* Records excerpted from a collection:

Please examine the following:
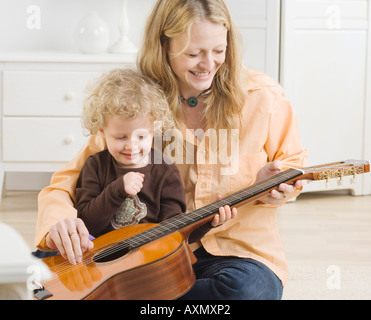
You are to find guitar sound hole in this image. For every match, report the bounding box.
[93,245,130,263]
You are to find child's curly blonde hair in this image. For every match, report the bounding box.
[81,69,174,134]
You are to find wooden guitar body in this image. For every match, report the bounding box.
[43,224,195,300]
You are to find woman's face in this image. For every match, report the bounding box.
[168,19,227,99]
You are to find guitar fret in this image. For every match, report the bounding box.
[122,169,302,249]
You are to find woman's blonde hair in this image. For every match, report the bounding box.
[137,0,246,129]
[81,69,174,134]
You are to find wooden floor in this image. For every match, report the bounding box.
[0,192,371,299]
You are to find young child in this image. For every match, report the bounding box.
[76,69,237,242]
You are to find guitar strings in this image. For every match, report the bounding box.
[47,169,302,285]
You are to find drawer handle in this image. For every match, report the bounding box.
[64,92,76,101]
[64,136,75,145]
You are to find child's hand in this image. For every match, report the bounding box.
[123,172,144,196]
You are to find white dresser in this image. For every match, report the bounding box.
[0,52,136,199]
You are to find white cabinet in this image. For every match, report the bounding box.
[281,0,371,194]
[0,52,135,199]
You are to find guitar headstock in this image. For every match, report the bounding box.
[302,160,370,181]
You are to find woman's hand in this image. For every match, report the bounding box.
[256,160,303,204]
[46,218,94,264]
[123,172,144,197]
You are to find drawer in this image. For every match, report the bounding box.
[2,117,87,162]
[286,0,368,20]
[3,71,99,116]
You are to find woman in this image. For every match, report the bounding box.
[36,0,306,299]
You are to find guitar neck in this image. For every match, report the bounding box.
[124,168,303,248]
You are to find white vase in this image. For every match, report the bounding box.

* Set problem: Reproduce every one of the entries above word for word, leaving the pictures out.

* The completed task:
Please examine the following:
You are to find guitar sound hole in this image. For every match, report the bounding box.
[93,245,130,263]
You are to find child's curly blonde hair in this image. For every match, report the bounding box.
[81,69,174,134]
You are to find wooden guitar body in this image. For every match, report the bounding box.
[43,224,195,300]
You are to find woman's face in this image. For every match, report the bounding box.
[168,19,227,99]
You are to find guitar fret in this image. For every match, report the bounding box.
[122,169,302,249]
You are to find woman's blonde hair in this image. For every match, report the bounding box.
[137,0,246,129]
[81,69,174,134]
You are to find wooden floor in this image. For every match, report the bounding box.
[0,192,371,299]
You are to find young child in this image. For every match, report the bounding box.
[76,69,237,242]
You are to find guitar strings in this image. For every match, report the bounding box.
[47,169,302,285]
You are to find drawer handle in this image. For every match, report the bounding box.
[64,92,76,101]
[64,136,75,145]
You are to find child's hand in this image. For every match, report the bounding box.
[123,172,144,196]
You are to find white dresser in this image. For every match, report the bounding box.
[0,52,136,199]
You are to find white cabinet in this image. For every match, report the bounding box.
[281,0,371,194]
[0,52,135,199]
You are to find guitar headstock in this image. For every match, report the bounding box.
[302,160,370,181]
You are to find woman's hand in this image. For every match, report the bounding box.
[256,160,303,204]
[46,218,94,264]
[123,172,144,197]
You are to find drawer in this image. For every match, report the bounding box.
[2,117,87,162]
[286,0,368,20]
[3,71,99,116]
You are to find woman in this image. For every match, report the bounding box.
[36,0,306,299]
You are to find guitar neck in this image. For every match, report the bounding box.
[124,168,303,248]
You are to find white vase in this image. For every match, report the bounding box.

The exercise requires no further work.